Page excerpt:
KTRK reported that a 13-year-old girl is charged with an unspecified felony in Raleigh, North Carolina, for posting a video on Instagram of a 14-year-old friend having consensual sex with a 17-year-old boy. The boy is also facing charges. “These kids just don’t understand,” Cousin Ray admonished, “how damaging this knowledge is to the adults in their lives.”
Fred Phelps Sr., 84, founder of the Westboro Baptist Church, died this week in Topeka, Kansas. The Westboro Baptist Church is noted for picketing the funerals of fallen soldiers to celebrate their deaths. They also picketed the funeral of Matthew Shepard, the University of Wyoming student who was tortured and killed for his sexual orientation, and they showed up at Elizabeth Edwards’ funeral with a sign reading “Thank God for Breast Cancer,” the disease that took Edwards. There have so far been no threats to picket Phelps’ funeral.
The Army Times on March 18 listed the names and exploits of 24 GIs who will receive the Medal of Honor for actions in WWII, Vietnam, and Korea. Each GI had previously received the Distinguished Service Cross. In 2002, Congress ordered a review of those cases to determine if Jewish American and Hispanic American troops were denied the highest honor because of prejudice. This became a general review. Of the 24 new Medal of Honor recipients, only three are living.
A tanker full of oil was stolen by armed men at the direction of Libyan warlord Ibrahim Jathran and was sailing around the Mediterranean under various flags attempting to sell the oil, ignoring pleas and bluster by the Libyan government. President Obama quietly ordered the U.S. military to aid Libya Sunday night. Within hours, a SEAL team deployed from the missile destroyer Roosevelt had seized the vessel and put it under control of U.S. Navy sailors for delivery to a Libyan port. Rep. Darrell Issa (R-CA) denounced the “fecklessness” of the action and promised hearings into the “cover-up.”

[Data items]
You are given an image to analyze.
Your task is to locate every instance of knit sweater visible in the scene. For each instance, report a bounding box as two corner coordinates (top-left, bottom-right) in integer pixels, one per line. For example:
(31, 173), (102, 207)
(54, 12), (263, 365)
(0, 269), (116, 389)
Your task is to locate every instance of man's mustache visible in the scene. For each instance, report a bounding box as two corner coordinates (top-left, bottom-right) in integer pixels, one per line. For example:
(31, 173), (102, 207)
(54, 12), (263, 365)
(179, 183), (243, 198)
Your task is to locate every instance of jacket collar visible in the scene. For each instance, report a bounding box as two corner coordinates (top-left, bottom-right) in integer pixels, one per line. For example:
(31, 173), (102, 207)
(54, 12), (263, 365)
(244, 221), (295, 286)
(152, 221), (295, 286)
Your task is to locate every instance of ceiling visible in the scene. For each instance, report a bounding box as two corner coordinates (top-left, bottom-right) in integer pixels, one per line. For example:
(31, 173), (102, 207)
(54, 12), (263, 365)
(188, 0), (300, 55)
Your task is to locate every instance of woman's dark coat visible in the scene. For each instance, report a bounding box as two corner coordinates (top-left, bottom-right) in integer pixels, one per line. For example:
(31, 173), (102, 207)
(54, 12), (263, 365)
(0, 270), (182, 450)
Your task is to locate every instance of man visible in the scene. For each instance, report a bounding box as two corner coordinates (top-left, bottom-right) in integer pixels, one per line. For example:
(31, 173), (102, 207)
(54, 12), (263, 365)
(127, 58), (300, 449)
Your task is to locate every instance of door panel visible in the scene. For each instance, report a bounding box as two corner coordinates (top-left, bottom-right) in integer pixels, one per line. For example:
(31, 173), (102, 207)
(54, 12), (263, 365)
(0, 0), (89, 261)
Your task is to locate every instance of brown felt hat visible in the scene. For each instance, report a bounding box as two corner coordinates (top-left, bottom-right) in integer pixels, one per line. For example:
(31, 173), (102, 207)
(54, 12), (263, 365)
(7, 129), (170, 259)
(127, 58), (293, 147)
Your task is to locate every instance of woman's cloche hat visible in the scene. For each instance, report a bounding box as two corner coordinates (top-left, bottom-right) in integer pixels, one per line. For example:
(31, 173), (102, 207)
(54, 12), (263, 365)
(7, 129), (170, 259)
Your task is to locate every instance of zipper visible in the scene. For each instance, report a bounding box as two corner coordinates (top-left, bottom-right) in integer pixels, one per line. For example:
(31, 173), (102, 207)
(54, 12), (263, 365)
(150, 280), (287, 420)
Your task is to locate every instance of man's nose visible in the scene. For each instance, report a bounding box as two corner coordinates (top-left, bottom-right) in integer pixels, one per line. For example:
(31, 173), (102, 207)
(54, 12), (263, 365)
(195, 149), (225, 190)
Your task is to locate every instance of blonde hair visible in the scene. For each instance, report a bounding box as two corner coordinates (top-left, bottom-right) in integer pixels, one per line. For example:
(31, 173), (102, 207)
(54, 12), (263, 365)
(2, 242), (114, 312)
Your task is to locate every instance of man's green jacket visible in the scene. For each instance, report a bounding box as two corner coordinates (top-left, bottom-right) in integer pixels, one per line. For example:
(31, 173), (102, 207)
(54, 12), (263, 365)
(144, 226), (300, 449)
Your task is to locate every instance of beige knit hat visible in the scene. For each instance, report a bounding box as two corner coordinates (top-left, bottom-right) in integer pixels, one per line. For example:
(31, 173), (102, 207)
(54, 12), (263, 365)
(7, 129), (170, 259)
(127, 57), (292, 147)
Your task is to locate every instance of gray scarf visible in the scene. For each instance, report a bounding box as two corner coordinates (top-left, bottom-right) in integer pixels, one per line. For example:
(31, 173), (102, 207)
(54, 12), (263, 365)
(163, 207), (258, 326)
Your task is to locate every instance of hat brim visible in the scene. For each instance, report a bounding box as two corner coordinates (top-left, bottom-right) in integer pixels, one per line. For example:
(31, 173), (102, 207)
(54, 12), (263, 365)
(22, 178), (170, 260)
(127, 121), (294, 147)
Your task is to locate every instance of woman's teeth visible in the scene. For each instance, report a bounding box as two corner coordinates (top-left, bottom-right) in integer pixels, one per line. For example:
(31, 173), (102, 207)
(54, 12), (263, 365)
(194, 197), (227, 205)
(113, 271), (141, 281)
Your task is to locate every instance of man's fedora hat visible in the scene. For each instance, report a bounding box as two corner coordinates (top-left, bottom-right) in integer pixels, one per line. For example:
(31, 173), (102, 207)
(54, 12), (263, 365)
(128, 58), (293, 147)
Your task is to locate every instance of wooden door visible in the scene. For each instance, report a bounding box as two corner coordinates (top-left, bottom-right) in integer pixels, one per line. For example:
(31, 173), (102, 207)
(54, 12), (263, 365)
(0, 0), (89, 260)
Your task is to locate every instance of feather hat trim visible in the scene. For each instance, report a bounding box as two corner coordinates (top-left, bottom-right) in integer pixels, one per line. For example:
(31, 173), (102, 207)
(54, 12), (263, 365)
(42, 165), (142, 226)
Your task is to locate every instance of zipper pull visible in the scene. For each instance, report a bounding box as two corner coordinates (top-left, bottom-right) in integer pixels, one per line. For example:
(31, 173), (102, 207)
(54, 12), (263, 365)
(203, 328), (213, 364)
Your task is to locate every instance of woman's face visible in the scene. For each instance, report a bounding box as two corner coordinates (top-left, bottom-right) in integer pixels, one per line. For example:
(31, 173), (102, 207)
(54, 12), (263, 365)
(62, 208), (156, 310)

Requirement:
Rewrite the paragraph of the news roundup that begins "The Army Times on March 18" as a short bulleted list, keeping its main facts.

Written reply:
- On March 18, the Army Times listed 24 GIs who will receive the Medal of Honor for actions in WWII, Vietnam, and Korea.
- Each had previously received the Distinguished Service Cross.
- In 2002, Congress ordered a review of those cases to determine whether Jewish American and Hispanic American troops had been denied the highest honor because of prejudice.
- The review became a general review.
- Only three of the 24 new recipients are living.